EXERCISE DIRECTIONS = Starting at the line that contains "Expected: a point inside each instance of the man's forearm, one", restate each line word for word through the final line of the data, keeping both ends.

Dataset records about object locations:
·····
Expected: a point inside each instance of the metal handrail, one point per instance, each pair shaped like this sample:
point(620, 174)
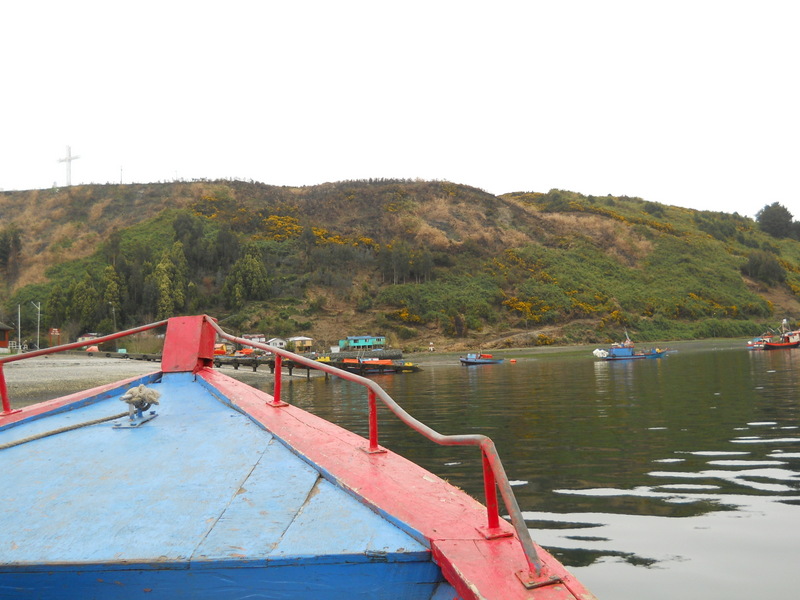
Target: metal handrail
point(494, 474)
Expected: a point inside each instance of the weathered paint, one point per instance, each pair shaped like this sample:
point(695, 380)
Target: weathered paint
point(229, 494)
point(197, 497)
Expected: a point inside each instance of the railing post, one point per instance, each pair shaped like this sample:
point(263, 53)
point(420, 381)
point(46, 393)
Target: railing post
point(490, 490)
point(276, 390)
point(4, 392)
point(373, 424)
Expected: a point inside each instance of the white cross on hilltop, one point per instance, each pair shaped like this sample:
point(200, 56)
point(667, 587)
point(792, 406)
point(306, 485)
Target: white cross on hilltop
point(68, 159)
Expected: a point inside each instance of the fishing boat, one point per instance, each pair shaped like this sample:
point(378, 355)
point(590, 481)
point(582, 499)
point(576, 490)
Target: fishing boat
point(479, 359)
point(186, 483)
point(376, 365)
point(757, 343)
point(784, 339)
point(627, 351)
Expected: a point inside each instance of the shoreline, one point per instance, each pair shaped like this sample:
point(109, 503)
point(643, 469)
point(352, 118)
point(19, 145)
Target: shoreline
point(43, 378)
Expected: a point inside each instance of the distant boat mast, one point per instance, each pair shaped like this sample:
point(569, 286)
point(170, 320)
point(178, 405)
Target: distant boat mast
point(68, 159)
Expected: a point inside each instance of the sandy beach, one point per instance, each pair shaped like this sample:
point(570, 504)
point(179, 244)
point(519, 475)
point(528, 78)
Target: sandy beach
point(46, 377)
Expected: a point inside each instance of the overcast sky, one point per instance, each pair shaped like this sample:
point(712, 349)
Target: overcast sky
point(689, 103)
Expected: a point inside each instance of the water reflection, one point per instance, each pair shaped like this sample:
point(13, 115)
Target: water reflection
point(675, 474)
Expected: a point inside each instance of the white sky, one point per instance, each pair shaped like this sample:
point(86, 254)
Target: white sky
point(690, 103)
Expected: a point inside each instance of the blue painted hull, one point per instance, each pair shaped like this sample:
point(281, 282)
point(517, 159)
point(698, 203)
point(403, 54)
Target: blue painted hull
point(218, 490)
point(200, 502)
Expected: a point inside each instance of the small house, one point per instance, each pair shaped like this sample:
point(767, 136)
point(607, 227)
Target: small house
point(363, 342)
point(255, 337)
point(5, 336)
point(302, 343)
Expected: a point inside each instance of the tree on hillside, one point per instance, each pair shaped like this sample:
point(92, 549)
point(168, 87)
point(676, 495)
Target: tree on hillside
point(764, 267)
point(10, 249)
point(247, 280)
point(170, 279)
point(776, 220)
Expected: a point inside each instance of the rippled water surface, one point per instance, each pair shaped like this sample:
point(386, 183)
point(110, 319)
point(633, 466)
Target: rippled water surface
point(676, 477)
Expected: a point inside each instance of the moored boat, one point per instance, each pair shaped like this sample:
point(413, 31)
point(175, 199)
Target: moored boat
point(479, 359)
point(627, 351)
point(784, 339)
point(757, 343)
point(203, 487)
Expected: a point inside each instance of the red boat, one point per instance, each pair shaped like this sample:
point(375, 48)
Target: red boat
point(209, 489)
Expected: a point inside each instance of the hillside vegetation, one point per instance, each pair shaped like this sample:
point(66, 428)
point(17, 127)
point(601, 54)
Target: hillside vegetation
point(418, 261)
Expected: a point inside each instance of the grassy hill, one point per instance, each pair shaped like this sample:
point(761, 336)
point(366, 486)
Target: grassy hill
point(418, 261)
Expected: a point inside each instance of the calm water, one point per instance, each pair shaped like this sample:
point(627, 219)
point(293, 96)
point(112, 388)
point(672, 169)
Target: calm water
point(677, 477)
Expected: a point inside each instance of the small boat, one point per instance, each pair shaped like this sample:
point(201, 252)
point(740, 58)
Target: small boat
point(479, 359)
point(627, 351)
point(784, 339)
point(206, 488)
point(370, 366)
point(757, 343)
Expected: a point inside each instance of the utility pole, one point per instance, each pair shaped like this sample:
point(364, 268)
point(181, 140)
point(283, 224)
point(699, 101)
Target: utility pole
point(68, 159)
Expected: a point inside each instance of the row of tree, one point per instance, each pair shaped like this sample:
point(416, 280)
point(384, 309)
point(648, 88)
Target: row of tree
point(776, 220)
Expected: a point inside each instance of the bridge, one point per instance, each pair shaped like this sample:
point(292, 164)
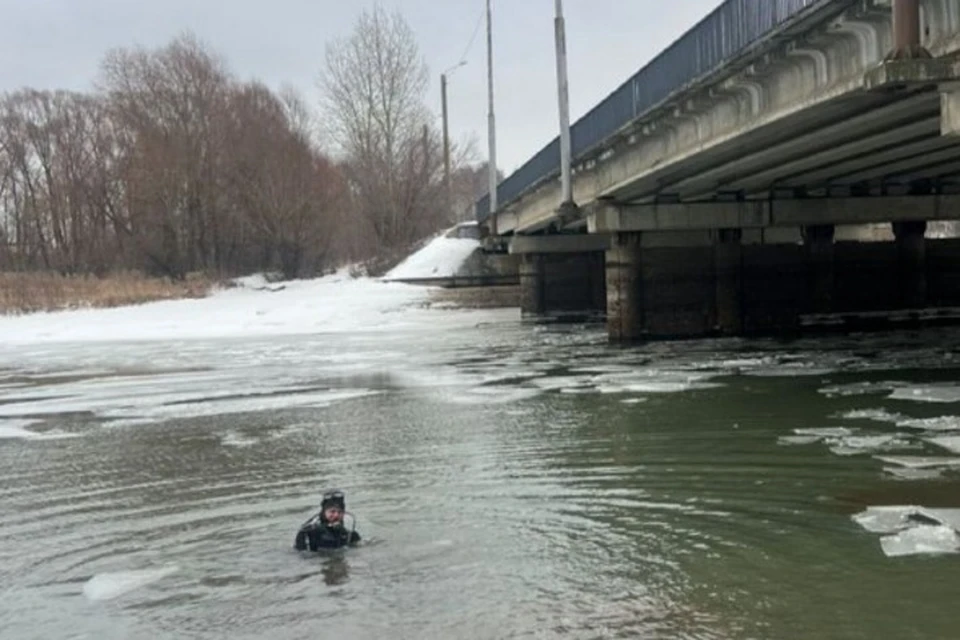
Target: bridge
point(784, 162)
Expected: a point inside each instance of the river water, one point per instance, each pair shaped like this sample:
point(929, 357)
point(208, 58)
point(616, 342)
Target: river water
point(510, 480)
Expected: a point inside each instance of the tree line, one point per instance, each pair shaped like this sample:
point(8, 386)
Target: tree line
point(172, 165)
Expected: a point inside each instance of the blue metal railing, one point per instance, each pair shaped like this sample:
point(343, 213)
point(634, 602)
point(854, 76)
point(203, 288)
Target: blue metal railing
point(727, 31)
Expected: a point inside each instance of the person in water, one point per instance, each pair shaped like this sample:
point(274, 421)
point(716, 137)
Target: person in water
point(326, 529)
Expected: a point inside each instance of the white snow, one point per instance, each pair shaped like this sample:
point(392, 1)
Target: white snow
point(442, 257)
point(107, 586)
point(950, 443)
point(326, 305)
point(17, 430)
point(946, 393)
point(913, 530)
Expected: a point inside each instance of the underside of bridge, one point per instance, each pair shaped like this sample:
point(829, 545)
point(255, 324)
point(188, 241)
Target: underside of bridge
point(806, 180)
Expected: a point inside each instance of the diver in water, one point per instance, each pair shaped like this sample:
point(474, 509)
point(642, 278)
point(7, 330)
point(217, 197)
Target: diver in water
point(326, 529)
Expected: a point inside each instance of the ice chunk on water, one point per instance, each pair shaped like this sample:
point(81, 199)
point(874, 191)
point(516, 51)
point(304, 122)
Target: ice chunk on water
point(877, 415)
point(107, 586)
point(824, 432)
point(942, 423)
point(901, 520)
point(913, 473)
point(920, 462)
point(928, 393)
point(854, 445)
point(17, 430)
point(798, 440)
point(861, 388)
point(923, 539)
point(950, 443)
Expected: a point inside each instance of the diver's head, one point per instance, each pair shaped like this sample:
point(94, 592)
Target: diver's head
point(332, 507)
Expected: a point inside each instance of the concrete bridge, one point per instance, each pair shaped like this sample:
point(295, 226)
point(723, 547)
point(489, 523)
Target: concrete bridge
point(784, 161)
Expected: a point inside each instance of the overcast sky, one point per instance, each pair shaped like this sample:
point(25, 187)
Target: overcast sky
point(53, 44)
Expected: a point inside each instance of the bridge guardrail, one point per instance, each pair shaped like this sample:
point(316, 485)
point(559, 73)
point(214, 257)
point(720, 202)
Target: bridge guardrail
point(726, 32)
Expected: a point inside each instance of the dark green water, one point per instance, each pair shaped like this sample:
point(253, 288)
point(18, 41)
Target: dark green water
point(510, 481)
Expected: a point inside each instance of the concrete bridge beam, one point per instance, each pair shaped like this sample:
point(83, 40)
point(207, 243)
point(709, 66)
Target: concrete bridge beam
point(763, 214)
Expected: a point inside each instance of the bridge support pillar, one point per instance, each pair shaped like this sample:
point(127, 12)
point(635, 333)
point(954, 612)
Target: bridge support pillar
point(911, 262)
point(818, 241)
point(532, 285)
point(906, 31)
point(562, 281)
point(728, 268)
point(624, 294)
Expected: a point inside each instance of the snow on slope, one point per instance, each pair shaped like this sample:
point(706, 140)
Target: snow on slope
point(335, 303)
point(442, 257)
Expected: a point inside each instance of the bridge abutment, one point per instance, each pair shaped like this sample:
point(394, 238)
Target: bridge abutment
point(728, 259)
point(911, 262)
point(561, 275)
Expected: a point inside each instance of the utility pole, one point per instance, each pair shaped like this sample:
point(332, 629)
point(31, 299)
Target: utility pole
point(448, 185)
point(491, 125)
point(446, 146)
point(564, 104)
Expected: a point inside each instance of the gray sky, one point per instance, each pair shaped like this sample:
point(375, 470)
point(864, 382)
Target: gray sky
point(52, 44)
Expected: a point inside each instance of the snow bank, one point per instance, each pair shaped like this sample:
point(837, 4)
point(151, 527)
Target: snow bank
point(334, 304)
point(442, 257)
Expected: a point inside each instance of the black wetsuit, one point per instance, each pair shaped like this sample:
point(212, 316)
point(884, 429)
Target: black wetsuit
point(316, 535)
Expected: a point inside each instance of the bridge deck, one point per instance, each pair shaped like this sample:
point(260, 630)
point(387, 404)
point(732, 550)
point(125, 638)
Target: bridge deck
point(732, 31)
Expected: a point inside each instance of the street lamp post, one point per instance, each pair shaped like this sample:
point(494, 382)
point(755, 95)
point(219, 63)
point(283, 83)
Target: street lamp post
point(564, 105)
point(448, 186)
point(491, 126)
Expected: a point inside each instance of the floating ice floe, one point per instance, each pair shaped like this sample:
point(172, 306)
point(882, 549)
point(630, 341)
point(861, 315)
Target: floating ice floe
point(848, 442)
point(107, 586)
point(945, 393)
point(876, 415)
point(950, 443)
point(913, 530)
point(862, 388)
point(918, 467)
point(17, 430)
point(941, 423)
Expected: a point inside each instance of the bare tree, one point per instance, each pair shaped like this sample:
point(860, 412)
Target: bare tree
point(374, 87)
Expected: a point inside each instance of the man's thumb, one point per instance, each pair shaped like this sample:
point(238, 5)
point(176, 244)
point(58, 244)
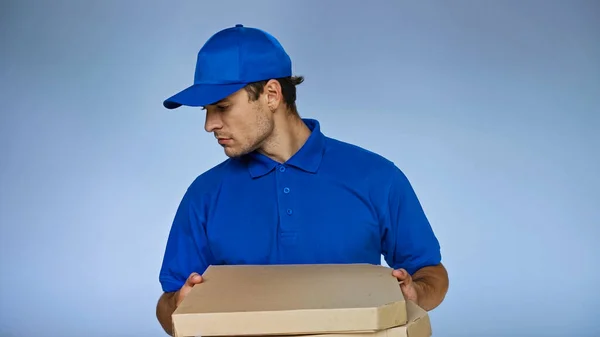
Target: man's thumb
point(194, 279)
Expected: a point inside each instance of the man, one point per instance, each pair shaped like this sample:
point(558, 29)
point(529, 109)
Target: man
point(287, 193)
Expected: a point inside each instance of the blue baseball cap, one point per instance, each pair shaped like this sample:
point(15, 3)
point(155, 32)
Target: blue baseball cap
point(228, 61)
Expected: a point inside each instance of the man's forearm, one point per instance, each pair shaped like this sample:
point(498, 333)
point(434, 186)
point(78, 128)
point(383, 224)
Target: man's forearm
point(432, 285)
point(164, 309)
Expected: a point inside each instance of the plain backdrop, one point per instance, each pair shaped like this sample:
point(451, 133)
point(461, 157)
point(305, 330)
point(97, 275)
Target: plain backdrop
point(491, 108)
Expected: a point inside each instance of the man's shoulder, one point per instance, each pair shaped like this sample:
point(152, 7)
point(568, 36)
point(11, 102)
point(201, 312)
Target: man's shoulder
·····
TASK ANSWER =
Expected: a point inside each instance of the man's forearm, one point per instance, each pair shaped like this sample:
point(498, 333)
point(434, 186)
point(78, 128)
point(383, 224)
Target: man's forearm
point(432, 285)
point(164, 309)
Expected: a point inside each instance of the plain backdrop, one point per instance, each pair shaped like this sample:
point(451, 133)
point(461, 157)
point(305, 330)
point(97, 275)
Target: plain backdrop
point(491, 108)
Expected: a point inside each instance of the man's shoulder, one point per instance, each pair shaped like this sample:
point(152, 7)
point(568, 36)
point(11, 102)
point(201, 312)
Target: man's shoulder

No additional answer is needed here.